- [SET TASK]:
Copy word for word the stretch of items below, from the line that contains "Exercise. Mark every instance of the white" through the end of the items, including both ends.

>> begin

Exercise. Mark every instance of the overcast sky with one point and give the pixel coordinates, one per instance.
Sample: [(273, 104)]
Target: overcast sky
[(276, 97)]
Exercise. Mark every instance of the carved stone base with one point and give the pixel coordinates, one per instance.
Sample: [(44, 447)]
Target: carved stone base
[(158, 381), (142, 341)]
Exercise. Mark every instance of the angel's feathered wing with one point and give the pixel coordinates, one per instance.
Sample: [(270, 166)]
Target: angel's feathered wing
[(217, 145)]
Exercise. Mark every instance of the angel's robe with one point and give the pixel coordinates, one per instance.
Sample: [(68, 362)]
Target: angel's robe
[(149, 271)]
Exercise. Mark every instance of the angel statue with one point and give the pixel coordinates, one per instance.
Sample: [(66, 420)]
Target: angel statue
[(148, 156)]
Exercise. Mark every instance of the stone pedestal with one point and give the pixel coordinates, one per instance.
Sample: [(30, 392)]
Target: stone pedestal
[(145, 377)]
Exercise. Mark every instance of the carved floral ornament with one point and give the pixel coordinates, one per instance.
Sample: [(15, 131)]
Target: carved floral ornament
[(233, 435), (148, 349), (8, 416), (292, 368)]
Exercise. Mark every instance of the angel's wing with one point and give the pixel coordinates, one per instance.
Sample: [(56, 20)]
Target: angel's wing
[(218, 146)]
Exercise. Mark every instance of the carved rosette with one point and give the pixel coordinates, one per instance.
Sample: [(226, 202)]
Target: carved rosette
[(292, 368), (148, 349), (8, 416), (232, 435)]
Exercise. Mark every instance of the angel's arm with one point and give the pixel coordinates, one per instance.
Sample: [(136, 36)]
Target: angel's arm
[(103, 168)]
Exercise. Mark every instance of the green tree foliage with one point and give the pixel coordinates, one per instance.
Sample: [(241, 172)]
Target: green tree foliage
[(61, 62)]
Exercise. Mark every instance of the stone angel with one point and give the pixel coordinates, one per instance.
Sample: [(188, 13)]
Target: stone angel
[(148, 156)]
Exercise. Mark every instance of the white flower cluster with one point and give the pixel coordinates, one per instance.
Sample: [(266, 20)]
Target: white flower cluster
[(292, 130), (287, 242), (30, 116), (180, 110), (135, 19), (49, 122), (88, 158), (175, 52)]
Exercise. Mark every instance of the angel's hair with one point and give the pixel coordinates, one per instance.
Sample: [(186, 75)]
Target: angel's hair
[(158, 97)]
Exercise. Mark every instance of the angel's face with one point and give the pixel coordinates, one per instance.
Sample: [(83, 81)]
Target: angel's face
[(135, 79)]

>> end

- [CORRECT ANSWER]:
Exercise. Mark every instance of the white flower cluster with one point and give the pixel coordinates, one per instance.
Sample: [(266, 20)]
Target: white flower cluster
[(292, 130), (287, 242), (30, 116), (180, 110), (135, 19), (49, 122), (88, 158), (175, 52)]
Exercise. Mark every instance of the angel's hair with one point and give the pixel coordinates, one per instance.
Sample: [(186, 75)]
Target: angel's hair
[(158, 97)]
Exercise. Mark every instance of the angel's face with one point and give the pixel coordinates, one per instance.
Sample: [(83, 81)]
Target: angel's face
[(135, 79)]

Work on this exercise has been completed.